▸ **Problem to work on**: Go to the line containing "of the buckwheat" below; retype it and all following lines exactly, and leave out the pictures.

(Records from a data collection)
++++++++++

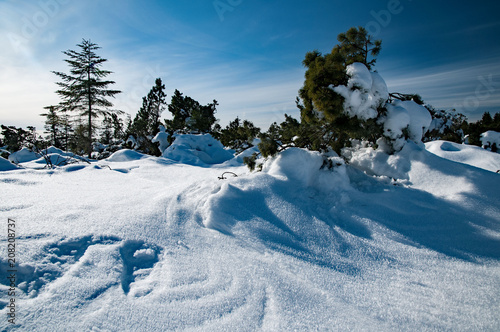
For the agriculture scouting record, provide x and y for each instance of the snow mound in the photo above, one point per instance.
(490, 138)
(55, 159)
(125, 155)
(364, 93)
(309, 169)
(465, 154)
(197, 150)
(420, 119)
(6, 165)
(22, 156)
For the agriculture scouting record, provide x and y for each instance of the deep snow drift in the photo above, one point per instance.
(137, 243)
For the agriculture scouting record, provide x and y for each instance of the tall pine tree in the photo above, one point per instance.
(147, 120)
(85, 89)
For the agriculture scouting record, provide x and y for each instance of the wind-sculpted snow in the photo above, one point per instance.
(164, 246)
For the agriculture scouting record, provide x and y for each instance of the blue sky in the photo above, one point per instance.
(247, 54)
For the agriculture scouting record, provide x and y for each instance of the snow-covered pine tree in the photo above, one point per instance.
(146, 123)
(84, 89)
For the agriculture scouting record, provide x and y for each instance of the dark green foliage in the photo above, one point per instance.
(324, 123)
(356, 46)
(84, 90)
(450, 126)
(147, 120)
(237, 135)
(405, 97)
(53, 126)
(15, 139)
(189, 116)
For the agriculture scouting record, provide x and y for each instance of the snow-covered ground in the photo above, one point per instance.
(137, 243)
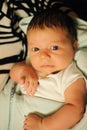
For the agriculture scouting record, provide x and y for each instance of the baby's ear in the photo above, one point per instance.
(75, 45)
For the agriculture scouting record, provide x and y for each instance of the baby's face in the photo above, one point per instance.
(50, 50)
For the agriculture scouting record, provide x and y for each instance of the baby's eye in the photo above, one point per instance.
(35, 49)
(54, 47)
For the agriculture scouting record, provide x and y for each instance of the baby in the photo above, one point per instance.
(52, 72)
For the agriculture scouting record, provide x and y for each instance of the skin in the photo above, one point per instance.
(50, 51)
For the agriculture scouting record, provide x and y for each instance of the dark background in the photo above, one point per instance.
(79, 6)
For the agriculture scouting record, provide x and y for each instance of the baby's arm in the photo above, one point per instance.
(24, 74)
(67, 116)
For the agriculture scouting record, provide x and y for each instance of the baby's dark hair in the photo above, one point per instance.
(54, 18)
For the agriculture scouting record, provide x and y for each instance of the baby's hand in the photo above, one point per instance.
(29, 80)
(32, 122)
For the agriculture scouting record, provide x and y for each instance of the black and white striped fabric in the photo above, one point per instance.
(13, 44)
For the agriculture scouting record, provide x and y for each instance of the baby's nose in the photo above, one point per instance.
(45, 54)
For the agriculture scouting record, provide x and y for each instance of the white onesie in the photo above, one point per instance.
(54, 85)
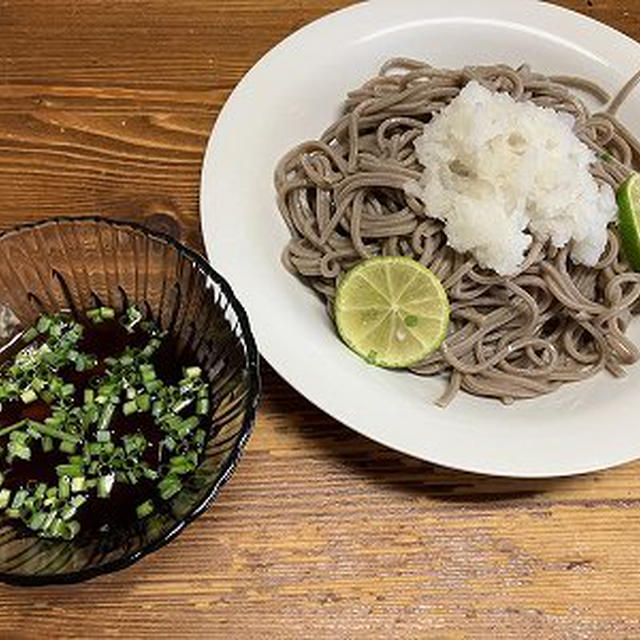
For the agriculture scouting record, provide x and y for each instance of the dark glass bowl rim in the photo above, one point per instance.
(252, 367)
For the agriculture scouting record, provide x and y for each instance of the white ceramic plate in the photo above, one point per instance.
(291, 95)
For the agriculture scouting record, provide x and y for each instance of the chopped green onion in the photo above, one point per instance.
(143, 402)
(28, 396)
(78, 484)
(12, 427)
(202, 406)
(40, 491)
(19, 498)
(67, 447)
(18, 450)
(37, 520)
(67, 390)
(181, 405)
(105, 484)
(105, 416)
(64, 487)
(71, 530)
(5, 497)
(103, 436)
(129, 407)
(144, 509)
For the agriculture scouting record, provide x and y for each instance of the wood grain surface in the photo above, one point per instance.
(106, 106)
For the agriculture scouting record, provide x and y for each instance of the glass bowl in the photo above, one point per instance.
(75, 263)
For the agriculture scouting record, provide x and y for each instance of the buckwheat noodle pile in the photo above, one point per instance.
(343, 198)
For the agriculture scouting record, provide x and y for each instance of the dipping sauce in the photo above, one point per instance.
(101, 420)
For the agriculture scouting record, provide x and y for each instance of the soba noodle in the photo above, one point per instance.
(343, 198)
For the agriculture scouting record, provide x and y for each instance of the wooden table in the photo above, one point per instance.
(106, 106)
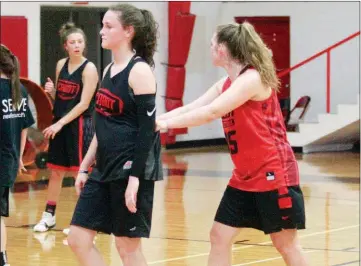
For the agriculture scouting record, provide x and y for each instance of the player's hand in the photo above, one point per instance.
(49, 86)
(80, 182)
(21, 166)
(161, 125)
(51, 131)
(131, 194)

++++++++++

▸ **Answer to this task**:
For the agriculture scouting record, provide x and y for each instance of the buckwheat noodle pile in the photo above, one point per instance.
(343, 198)
For the agriculture scouting record, provide x and y for each instance of the dipping sauce in the photo above, one point per instance.
(101, 420)
For the agriculture scouting record, provide x and y for each instance of the soba noodle in the photo above, one point per instance.
(343, 198)
For the agriculture scouting record, provide x and y for each instance of the wooden table in the photo above, one point per instance.
(106, 106)
For the agriculture scouting record, provide x and y for each instance of the player's hand in the photo above, one point per instance.
(49, 86)
(80, 182)
(21, 166)
(161, 125)
(51, 131)
(131, 194)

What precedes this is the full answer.